Supplied records:
----
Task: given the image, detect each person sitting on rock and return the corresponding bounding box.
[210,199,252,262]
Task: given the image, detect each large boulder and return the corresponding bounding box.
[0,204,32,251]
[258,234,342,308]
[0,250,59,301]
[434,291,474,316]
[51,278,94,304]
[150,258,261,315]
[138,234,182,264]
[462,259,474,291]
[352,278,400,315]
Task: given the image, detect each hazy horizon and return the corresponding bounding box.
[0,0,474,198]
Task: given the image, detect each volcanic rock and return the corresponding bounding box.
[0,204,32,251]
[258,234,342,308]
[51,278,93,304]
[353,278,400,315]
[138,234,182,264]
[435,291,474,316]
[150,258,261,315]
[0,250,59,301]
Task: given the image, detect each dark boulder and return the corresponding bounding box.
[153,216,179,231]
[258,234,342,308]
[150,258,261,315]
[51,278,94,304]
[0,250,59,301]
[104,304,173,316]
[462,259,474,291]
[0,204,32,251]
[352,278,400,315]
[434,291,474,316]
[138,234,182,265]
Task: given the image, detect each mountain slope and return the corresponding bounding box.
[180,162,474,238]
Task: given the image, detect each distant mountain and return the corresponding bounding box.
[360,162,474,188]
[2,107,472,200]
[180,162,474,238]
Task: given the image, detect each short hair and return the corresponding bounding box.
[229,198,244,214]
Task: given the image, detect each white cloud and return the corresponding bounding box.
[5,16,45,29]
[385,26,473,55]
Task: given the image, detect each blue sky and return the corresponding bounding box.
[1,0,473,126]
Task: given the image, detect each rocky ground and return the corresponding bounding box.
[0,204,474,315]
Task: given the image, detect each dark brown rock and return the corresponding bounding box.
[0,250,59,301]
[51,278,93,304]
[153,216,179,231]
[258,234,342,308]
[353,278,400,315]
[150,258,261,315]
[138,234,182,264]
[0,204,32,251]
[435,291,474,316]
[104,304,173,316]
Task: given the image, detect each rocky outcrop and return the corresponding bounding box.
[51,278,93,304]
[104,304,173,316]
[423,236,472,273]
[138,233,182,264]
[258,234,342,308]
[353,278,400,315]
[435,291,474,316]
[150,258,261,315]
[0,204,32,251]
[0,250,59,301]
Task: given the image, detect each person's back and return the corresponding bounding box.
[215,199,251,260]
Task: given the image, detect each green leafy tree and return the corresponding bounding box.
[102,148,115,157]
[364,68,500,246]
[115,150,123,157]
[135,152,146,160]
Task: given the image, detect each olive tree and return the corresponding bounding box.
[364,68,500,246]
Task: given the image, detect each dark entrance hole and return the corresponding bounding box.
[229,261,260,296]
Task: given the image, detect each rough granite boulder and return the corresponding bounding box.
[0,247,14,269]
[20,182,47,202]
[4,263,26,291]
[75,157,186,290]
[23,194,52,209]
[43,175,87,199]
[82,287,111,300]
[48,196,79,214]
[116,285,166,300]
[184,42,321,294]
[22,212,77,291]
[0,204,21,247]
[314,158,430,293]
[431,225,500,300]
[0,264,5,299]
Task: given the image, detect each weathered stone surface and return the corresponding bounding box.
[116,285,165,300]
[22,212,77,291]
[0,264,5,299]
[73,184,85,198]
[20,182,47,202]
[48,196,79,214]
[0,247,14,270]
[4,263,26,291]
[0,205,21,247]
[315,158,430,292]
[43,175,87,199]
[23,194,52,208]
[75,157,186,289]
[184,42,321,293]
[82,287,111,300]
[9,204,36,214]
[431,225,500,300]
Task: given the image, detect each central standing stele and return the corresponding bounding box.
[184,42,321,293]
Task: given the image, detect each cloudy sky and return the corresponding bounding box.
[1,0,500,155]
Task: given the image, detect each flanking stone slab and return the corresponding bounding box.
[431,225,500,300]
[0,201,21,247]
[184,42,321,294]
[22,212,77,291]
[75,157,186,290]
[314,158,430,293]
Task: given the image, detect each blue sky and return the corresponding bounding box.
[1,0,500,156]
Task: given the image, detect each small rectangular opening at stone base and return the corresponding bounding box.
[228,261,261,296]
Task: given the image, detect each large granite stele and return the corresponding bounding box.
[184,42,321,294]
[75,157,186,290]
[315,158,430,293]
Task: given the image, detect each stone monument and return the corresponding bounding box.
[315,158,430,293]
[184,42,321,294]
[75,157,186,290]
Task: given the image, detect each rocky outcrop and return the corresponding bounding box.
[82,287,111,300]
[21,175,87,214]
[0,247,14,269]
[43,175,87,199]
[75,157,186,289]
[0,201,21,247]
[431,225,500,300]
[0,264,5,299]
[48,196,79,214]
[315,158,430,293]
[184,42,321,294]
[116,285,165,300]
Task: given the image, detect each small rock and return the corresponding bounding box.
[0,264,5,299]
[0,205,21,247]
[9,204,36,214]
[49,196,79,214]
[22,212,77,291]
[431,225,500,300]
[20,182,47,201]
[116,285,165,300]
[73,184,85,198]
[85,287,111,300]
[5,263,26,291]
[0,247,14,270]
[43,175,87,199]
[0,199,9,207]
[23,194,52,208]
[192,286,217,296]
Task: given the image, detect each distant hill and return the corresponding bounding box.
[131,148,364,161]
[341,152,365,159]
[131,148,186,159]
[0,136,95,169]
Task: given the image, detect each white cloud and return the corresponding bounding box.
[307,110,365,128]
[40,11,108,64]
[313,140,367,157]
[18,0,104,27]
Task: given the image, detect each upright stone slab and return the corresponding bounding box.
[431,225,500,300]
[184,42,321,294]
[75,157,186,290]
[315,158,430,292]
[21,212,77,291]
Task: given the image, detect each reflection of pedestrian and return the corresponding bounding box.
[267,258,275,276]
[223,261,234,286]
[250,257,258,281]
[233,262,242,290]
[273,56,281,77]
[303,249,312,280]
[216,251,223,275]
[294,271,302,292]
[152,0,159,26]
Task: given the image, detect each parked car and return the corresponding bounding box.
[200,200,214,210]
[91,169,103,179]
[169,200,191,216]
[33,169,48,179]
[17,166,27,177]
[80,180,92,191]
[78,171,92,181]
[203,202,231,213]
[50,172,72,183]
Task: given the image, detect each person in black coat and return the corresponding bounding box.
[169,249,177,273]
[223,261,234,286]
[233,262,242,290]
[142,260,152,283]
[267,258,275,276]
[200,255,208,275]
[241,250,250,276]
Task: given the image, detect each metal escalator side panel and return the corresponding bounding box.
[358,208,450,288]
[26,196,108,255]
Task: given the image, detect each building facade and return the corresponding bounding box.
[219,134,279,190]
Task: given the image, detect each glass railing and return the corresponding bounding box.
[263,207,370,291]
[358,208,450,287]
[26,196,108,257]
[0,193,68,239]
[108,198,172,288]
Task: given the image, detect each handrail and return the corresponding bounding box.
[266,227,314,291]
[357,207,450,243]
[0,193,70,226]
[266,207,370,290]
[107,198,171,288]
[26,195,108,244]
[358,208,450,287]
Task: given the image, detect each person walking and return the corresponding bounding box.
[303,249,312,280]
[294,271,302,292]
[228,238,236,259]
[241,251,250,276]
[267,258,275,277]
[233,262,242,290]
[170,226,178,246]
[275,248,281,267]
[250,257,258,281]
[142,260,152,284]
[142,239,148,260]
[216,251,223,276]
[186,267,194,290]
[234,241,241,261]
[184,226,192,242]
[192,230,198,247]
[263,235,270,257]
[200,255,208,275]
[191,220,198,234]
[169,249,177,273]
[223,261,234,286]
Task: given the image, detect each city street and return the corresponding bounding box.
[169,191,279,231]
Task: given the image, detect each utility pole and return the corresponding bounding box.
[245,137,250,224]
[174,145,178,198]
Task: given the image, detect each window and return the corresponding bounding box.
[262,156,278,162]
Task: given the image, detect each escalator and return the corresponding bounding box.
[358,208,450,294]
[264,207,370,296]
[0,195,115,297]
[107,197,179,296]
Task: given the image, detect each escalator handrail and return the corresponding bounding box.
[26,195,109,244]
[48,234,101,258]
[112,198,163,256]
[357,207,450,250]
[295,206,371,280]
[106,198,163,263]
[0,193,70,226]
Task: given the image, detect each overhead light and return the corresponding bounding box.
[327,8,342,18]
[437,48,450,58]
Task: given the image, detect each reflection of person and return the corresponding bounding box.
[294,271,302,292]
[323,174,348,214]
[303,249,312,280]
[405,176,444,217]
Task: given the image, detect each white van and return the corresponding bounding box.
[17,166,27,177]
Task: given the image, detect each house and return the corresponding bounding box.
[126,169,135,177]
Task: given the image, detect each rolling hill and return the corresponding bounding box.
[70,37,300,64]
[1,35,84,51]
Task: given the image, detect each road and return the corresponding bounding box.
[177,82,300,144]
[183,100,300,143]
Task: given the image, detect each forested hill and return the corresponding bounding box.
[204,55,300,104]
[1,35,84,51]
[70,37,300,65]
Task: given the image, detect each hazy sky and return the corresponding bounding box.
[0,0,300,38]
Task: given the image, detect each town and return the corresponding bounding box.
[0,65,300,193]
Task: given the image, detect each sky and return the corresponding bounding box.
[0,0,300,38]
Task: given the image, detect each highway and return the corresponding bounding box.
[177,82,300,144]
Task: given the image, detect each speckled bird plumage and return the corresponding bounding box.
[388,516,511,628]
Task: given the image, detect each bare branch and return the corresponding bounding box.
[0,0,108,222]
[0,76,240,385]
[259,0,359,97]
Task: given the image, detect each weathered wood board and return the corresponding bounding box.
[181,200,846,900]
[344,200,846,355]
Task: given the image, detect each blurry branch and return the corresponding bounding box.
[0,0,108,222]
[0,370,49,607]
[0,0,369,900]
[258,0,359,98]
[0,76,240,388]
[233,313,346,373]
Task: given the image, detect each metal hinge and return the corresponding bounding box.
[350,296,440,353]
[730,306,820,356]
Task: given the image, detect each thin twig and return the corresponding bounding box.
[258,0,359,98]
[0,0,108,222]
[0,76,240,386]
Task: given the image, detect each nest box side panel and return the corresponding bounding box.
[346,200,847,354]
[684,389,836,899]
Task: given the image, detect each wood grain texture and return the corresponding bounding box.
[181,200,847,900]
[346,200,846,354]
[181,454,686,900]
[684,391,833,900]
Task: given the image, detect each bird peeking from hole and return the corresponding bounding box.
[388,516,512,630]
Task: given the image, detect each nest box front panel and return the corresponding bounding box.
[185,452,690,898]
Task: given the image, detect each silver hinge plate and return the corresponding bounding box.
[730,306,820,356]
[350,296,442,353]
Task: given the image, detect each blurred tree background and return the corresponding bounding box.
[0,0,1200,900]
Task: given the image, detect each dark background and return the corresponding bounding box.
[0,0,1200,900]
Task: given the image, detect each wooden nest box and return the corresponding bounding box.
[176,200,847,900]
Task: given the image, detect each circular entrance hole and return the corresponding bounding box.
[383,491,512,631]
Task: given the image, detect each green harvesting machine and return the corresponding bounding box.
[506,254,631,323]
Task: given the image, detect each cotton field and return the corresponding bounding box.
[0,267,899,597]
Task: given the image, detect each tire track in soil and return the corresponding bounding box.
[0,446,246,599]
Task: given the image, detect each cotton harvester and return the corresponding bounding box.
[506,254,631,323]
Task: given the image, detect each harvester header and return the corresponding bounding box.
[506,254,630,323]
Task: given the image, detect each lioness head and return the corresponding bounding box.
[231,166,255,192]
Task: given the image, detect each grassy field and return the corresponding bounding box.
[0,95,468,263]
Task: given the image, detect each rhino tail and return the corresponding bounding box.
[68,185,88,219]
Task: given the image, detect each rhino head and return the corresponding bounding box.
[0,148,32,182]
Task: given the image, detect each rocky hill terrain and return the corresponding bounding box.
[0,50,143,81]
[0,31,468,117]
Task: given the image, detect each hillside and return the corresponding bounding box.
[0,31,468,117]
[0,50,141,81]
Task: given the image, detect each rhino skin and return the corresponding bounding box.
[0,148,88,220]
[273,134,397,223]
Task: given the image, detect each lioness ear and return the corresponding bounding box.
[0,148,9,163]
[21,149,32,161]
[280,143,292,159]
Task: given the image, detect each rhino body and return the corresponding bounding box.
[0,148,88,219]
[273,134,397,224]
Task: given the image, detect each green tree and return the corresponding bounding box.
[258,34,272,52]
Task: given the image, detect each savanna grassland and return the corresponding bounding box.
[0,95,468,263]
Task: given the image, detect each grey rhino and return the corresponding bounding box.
----
Stated task:
Turn the rows above, from the line with "Task: given the image, detect each grassy" through the last row, into a numbered list, leaving out any blank lines.

Output:
1. Task: given the image, detect each grassy field and return the corresponding bounding box.
2. [0,95,468,263]
3. Task: given the image, detect each rhino tail and return the corresponding bounding box.
4. [68,185,88,219]
5. Task: given the image, detect each rhino head and return the corresponding bounding box.
6. [0,148,32,182]
7. Task: given the image, detect each rocky hill terrain and return the corresponding bounding box.
8. [0,50,143,81]
9. [0,31,468,117]
10. Task: given the image, detect each hillside and return the corresponding bounding box.
11. [0,31,468,117]
12. [0,50,141,81]
13. Task: given the image, detect each rhino skin and return the corresponding bounding box.
14. [0,148,88,220]
15. [273,134,397,223]
16. Task: given the image, detect each lioness ear and return the corresponding bounding box.
17. [0,148,9,163]
18. [21,149,32,161]
19. [280,143,292,159]
20. Task: given the image, detect each rhino body and return the corresponding bounding box.
21. [0,148,88,219]
22. [273,134,397,224]
23. Task: given the image, detect each green tree and return the corresponding bounding box.
24. [258,34,272,52]
25. Task: given the image, detect each savanna grassland and return the corresponding bounding box.
26. [0,95,468,263]
27. Task: given the image, detect each grey rhino and return the corresponding bounding box.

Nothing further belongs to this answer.